▶ [Exercices à traiter]:
1. Recopiez fidèlement le passage de l'extrait commençant par « Nouvelles du front » et se terminant par « et un banc. ».
2. Résumez l'extrait en deux phrases.

▶ [Extrait de la page]:
******************************

Nouvelles du front
À deux cents mètres de chez moi, je n'ai guère qu'à traverser la rue, il y a une charmante petite place triangulaire délimitée par l'éventaire de la fleuriste, par le garagiste et par le Café des thés, hélas fermé depuis des mois. Tout autour, il demeure des maisons d'un ou deux étages couvertes de tuiles rondes comme à Cucuron, qui ont survécu par miracle au milieu des immeubles. Un tilleul et un banc.
Avec mon fémur en tungstène, je n'avais fait depuis trois semaines que de rares sorties utilitaires comme vider les poubelles, prendre le pain, faire mes visites chez le kiné ou me faire piquer le bras contre ce p. de Virus. Foin du virus et de sa race ! L'envie m'a pris de passer une heure dehors pour célébrer le printemps et d'aller lire Le Monde sur le banc sous le tilleul. Entre parenthèses, je suis passé au journal numérique et c'est drôlement pratique sauf pour allumer le feu dans la cheminée, ce qui m'oblige à récupérer le moindre bout d'emballage alimentaire et à supporter des couleurs ennemies des marques.
J'ai donc pris ma canne, j'ai traversé la rue Dumont d'Urville, vous savez, l'explorateur qui s'est fait manger par les cannibales à moins que ce ne soit celui qui est mort dans l'accident de chemin de fer de 1842, j'ai traversé la rue Paradis en bien attendant que le feu soit au vert pour les piétons et j'ai emprunté la rue Édouard Herriot, qui a très justement dit que la culture, c'est ce qui restait quand on avait tout oublié. J'avais le soleil dans le dos et tout à coup, j'ai rencontré mon grand-père !

******************************

▶ [Données fournies]:
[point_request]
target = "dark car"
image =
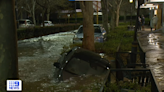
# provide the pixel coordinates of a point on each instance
(79, 61)
(99, 34)
(25, 23)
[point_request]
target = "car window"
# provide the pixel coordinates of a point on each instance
(97, 29)
(21, 22)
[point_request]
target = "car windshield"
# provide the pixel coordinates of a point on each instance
(97, 29)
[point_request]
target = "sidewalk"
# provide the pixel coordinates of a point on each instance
(152, 43)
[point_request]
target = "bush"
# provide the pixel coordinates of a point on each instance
(25, 33)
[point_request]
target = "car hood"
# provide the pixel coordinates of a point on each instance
(80, 35)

******************************

▶ [Corrigé des exercices]:
1.
Nouvelles du front
À deux cents mètres de chez moi, je n'ai guère qu'à traverser la rue, il y a une charmante petite place triangulaire délimitée par l'éventaire de la fleuriste, par le garagiste et par le Café des thés, hélas fermé depuis des mois. Tout autour, il demeure des maisons d'un ou deux étages couvertes de tuiles rondes comme à Cucuron, qui ont survécu par miracle au milieu des immeubles. Un tilleul et un banc.

2. Près de chez le narrateur se trouve une petite place triangulaire bordée par l'éventaire d'une fleuriste, un garagiste et le Café des thés, fermé depuis des mois, avec de vieilles maisons couvertes de tuiles rondes, un tilleul et un banc. Avec son fémur en tungstène, il n'avait fait depuis trois semaines que de rares sorties utilitaires, mais il décide d'aller lire Le Monde sur ce banc, traverse plusieurs rues avec sa canne et rencontre tout à coup son grand-père.